Dati grezzi
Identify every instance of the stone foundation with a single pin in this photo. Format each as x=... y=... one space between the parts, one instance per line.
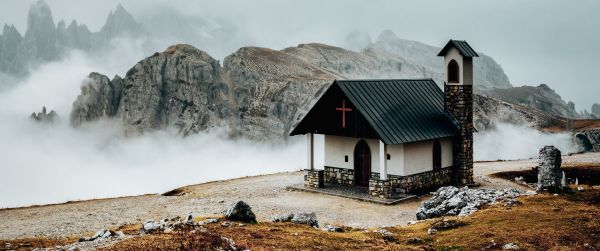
x=339 y=176
x=395 y=184
x=314 y=178
x=422 y=182
x=380 y=188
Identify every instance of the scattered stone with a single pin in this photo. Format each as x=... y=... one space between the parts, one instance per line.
x=101 y=234
x=152 y=226
x=451 y=200
x=307 y=218
x=283 y=218
x=510 y=246
x=415 y=241
x=549 y=173
x=240 y=211
x=330 y=228
x=520 y=180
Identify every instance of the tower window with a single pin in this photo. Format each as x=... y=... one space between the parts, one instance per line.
x=453 y=72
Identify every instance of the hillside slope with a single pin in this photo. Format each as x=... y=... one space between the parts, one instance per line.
x=258 y=93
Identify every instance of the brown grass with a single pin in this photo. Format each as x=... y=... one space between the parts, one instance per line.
x=36 y=242
x=539 y=222
x=586 y=173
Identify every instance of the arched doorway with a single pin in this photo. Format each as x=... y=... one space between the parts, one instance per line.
x=453 y=72
x=437 y=155
x=362 y=164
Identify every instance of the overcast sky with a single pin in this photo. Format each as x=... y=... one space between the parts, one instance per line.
x=543 y=41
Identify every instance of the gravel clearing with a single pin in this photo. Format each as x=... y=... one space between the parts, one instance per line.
x=265 y=194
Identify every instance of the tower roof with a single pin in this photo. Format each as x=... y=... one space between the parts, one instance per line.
x=462 y=46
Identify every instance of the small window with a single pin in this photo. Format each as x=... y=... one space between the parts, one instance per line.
x=437 y=155
x=453 y=72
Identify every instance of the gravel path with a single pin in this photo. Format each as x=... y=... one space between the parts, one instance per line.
x=266 y=194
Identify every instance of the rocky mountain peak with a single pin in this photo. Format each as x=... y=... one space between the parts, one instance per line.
x=39 y=17
x=387 y=36
x=120 y=22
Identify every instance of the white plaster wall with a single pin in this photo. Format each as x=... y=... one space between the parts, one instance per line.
x=336 y=147
x=405 y=159
x=396 y=161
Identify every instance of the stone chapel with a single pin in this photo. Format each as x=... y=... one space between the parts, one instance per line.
x=395 y=136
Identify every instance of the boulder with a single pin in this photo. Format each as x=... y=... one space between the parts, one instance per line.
x=451 y=200
x=307 y=218
x=510 y=246
x=240 y=211
x=549 y=173
x=152 y=226
x=282 y=218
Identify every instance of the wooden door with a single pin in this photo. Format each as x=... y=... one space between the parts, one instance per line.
x=362 y=164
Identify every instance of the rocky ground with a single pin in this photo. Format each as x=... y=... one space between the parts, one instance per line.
x=266 y=194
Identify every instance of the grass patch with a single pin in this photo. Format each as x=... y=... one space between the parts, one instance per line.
x=539 y=222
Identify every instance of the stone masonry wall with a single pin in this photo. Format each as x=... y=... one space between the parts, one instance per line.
x=339 y=176
x=422 y=182
x=458 y=101
x=313 y=178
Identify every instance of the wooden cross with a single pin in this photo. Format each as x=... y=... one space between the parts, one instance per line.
x=343 y=109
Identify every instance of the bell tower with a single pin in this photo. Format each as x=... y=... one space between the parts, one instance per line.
x=458 y=101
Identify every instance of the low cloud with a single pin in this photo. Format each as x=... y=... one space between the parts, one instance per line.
x=52 y=163
x=508 y=142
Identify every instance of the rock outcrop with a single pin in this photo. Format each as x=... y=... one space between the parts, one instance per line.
x=259 y=93
x=99 y=98
x=541 y=97
x=43 y=116
x=462 y=201
x=240 y=211
x=549 y=172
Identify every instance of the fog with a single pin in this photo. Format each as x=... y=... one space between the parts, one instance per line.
x=508 y=142
x=539 y=41
x=53 y=163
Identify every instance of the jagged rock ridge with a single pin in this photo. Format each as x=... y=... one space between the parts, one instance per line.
x=259 y=93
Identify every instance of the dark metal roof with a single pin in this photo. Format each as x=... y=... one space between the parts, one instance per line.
x=462 y=46
x=400 y=110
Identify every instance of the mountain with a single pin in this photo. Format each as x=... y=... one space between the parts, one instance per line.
x=258 y=93
x=487 y=73
x=45 y=42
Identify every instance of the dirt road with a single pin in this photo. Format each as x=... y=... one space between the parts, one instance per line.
x=266 y=194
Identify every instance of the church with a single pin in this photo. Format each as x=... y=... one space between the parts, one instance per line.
x=395 y=136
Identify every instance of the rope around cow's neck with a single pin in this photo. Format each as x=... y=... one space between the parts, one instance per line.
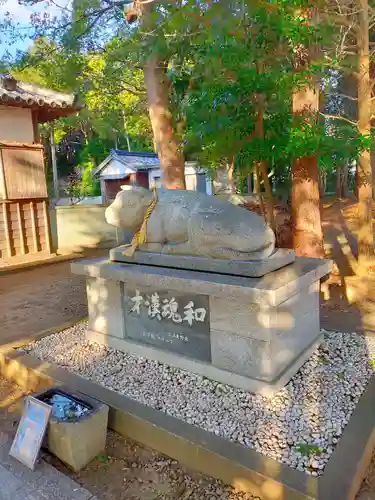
x=140 y=236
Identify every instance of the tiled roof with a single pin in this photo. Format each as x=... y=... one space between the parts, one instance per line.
x=134 y=160
x=16 y=92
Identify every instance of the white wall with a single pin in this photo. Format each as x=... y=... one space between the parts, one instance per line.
x=16 y=125
x=76 y=227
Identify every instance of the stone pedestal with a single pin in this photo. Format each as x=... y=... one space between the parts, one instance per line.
x=252 y=333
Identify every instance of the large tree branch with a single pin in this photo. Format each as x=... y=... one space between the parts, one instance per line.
x=337 y=117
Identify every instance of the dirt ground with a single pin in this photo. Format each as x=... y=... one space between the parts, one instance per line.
x=36 y=299
x=125 y=471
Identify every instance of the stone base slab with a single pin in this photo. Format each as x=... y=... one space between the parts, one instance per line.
x=249 y=268
x=244 y=468
x=252 y=333
x=266 y=389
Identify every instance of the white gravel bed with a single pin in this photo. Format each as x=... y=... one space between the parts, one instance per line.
x=299 y=426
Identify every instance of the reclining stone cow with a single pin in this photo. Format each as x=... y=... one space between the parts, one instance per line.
x=192 y=223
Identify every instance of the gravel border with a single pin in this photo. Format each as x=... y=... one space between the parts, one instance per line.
x=299 y=426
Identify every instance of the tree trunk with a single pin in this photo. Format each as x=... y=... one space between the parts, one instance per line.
x=157 y=85
x=339 y=182
x=230 y=176
x=345 y=180
x=165 y=143
x=269 y=198
x=364 y=173
x=307 y=228
x=306 y=220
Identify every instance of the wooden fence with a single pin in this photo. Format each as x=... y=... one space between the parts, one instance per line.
x=24 y=228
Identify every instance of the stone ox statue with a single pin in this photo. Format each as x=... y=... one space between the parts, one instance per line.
x=191 y=223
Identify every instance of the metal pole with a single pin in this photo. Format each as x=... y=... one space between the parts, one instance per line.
x=54 y=165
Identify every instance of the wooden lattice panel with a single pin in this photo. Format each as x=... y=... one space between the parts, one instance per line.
x=23 y=173
x=24 y=228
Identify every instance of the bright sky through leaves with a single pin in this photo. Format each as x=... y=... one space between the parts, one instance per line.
x=21 y=14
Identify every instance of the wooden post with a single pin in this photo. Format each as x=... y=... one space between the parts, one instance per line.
x=33 y=222
x=20 y=227
x=7 y=229
x=54 y=165
x=47 y=229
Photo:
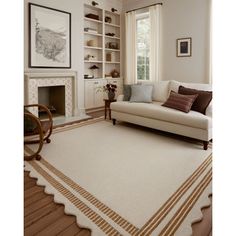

Problema da risolvere
Estrai dalle voci qui sopra le righe comprese tra quella che contiene "Identify every instance of the tree" e quella che contiene "x=191 y=223", entrambe incluse, e ricopiale senza alcuna modifica.

Soluzione
Identify every instance of the tree trunk with a single pin in this photo. Format each as x=... y=... one space between the parts, one instance per line.
x=157 y=85
x=339 y=182
x=230 y=176
x=345 y=180
x=165 y=143
x=269 y=198
x=364 y=173
x=307 y=228
x=306 y=220
Identify every instance of the wooden fence with a single pin in this photo. Format each as x=... y=... one space between the parts, one instance per line.
x=24 y=228
Identify every instance of the stone ox statue with a single pin in this photo. Format each as x=... y=... one space between the parts, one instance per line.
x=191 y=223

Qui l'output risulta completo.